Image point grounding data:

+-------+

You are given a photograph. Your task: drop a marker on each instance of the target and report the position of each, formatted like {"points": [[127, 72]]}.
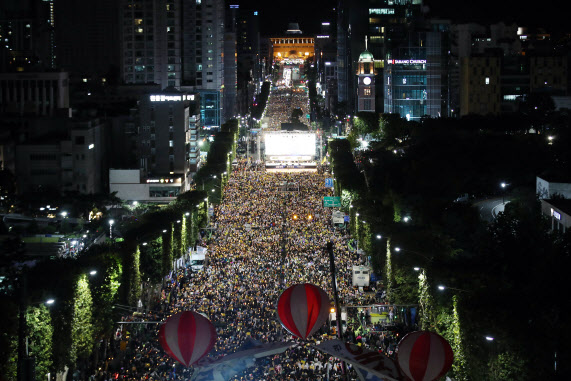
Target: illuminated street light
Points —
{"points": [[442, 288], [111, 222], [504, 186]]}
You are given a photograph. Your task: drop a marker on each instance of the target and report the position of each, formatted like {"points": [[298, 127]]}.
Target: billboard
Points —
{"points": [[290, 144]]}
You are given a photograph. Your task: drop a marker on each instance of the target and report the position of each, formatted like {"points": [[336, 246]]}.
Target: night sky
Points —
{"points": [[275, 15]]}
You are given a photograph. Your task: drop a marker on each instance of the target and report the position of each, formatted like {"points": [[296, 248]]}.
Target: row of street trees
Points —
{"points": [[502, 279], [73, 331]]}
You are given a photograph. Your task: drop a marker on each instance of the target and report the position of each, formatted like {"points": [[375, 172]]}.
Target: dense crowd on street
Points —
{"points": [[267, 239], [281, 103]]}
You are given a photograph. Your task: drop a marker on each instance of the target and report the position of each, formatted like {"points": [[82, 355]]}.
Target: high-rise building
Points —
{"points": [[158, 47], [28, 39], [480, 92], [75, 162], [366, 83], [87, 40], [33, 93], [415, 77], [168, 134], [245, 23], [386, 23]]}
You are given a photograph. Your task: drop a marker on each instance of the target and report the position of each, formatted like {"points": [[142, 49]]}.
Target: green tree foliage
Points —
{"points": [[105, 290], [40, 337], [8, 336], [346, 172], [151, 260], [262, 99], [365, 123], [296, 113], [82, 328], [394, 130], [508, 366], [166, 259]]}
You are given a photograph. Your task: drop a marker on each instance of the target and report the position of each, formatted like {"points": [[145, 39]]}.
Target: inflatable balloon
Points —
{"points": [[187, 337], [424, 356], [302, 309]]}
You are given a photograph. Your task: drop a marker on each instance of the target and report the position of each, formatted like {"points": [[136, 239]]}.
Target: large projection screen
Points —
{"points": [[289, 144]]}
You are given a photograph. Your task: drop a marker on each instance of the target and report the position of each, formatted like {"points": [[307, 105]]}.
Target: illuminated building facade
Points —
{"points": [[158, 47], [293, 46], [481, 90], [414, 80], [168, 134], [366, 83]]}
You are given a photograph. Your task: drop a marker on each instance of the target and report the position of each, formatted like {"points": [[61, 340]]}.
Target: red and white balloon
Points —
{"points": [[424, 356], [302, 309], [187, 337]]}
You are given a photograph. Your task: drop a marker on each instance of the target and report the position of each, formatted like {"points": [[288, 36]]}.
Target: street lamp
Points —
{"points": [[398, 249], [442, 288], [504, 186]]}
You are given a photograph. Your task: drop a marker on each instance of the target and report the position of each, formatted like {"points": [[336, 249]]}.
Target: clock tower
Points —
{"points": [[366, 82]]}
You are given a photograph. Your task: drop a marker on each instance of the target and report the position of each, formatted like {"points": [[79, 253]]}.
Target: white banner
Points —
{"points": [[228, 366], [372, 362]]}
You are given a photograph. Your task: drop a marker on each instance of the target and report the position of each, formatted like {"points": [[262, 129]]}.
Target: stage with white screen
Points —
{"points": [[290, 150]]}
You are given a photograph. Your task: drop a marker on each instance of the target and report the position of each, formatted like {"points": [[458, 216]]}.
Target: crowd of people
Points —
{"points": [[268, 238], [283, 100]]}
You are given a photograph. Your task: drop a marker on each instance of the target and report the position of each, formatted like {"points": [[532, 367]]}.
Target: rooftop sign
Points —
{"points": [[171, 98], [406, 62]]}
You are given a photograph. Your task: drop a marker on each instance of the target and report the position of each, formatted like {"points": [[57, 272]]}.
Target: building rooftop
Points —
{"points": [[554, 176], [563, 204]]}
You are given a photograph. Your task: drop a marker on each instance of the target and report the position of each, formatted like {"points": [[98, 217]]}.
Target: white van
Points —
{"points": [[198, 259], [361, 276]]}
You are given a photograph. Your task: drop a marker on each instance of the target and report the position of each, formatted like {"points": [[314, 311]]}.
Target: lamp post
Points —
{"points": [[504, 186], [442, 288], [111, 222], [398, 250]]}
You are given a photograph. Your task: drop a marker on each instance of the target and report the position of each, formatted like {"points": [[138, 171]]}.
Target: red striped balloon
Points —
{"points": [[187, 337], [424, 356], [302, 309]]}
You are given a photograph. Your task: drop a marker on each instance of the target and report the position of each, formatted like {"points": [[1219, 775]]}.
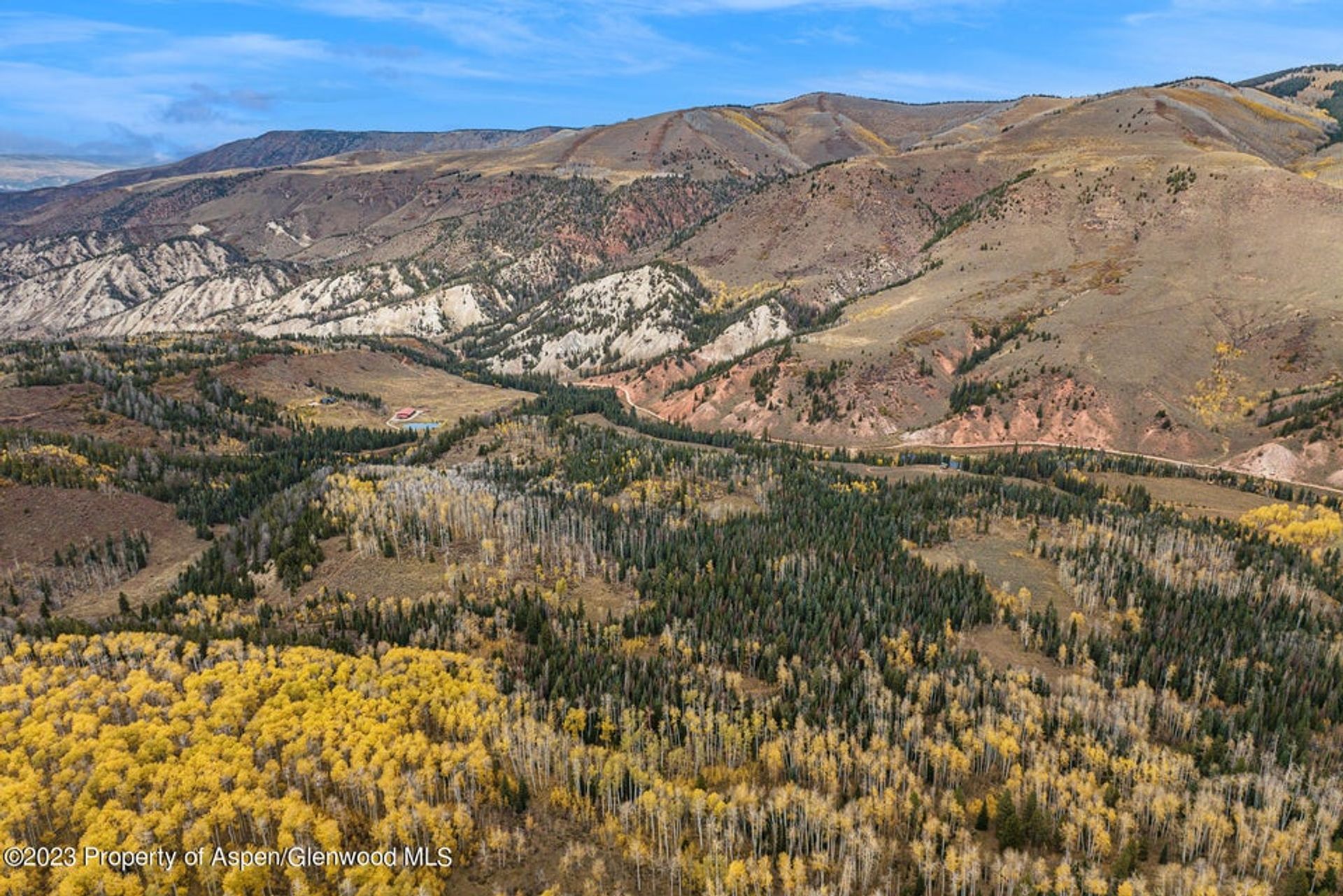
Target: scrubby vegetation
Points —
{"points": [[661, 665]]}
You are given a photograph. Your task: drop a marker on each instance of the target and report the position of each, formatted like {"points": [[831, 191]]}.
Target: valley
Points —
{"points": [[823, 497]]}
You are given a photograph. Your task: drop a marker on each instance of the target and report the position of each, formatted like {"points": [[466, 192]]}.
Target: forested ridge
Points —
{"points": [[649, 661]]}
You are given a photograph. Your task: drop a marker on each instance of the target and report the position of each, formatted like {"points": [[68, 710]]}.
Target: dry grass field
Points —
{"points": [[297, 383], [1191, 496]]}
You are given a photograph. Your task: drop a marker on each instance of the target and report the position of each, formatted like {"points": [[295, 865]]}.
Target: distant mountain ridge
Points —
{"points": [[278, 148], [1151, 269]]}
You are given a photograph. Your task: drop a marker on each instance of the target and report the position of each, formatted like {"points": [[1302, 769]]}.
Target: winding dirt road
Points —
{"points": [[623, 391]]}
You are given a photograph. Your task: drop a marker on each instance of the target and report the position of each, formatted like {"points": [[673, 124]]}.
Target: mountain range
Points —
{"points": [[1151, 270]]}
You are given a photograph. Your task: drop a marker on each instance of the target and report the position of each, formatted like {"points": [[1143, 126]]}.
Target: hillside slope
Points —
{"points": [[1149, 270]]}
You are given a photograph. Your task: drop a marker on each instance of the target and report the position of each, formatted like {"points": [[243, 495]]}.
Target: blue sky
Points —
{"points": [[157, 78]]}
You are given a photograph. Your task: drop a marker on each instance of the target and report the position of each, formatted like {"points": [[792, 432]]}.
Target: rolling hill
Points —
{"points": [[1150, 270]]}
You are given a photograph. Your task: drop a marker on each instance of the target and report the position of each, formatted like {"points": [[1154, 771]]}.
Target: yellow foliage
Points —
{"points": [[1309, 527]]}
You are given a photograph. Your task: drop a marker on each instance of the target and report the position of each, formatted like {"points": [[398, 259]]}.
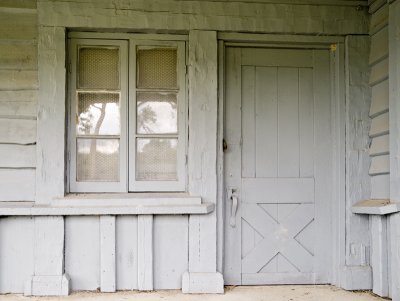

+-------+

Requirement:
For this exercise, repeat exactly the lines of the data above from the one with "Target: dense crowd on street" down to the one with "Target: high-rise building", both end lines included.

Finished exercise:
Target: dense crowd on street
Points —
{"points": [[267, 239], [281, 103]]}
You are given a photograph. Your task: drop a marker on each instance of the target and report the position of each, formatted like {"points": [[82, 355]]}.
Target: high-rise building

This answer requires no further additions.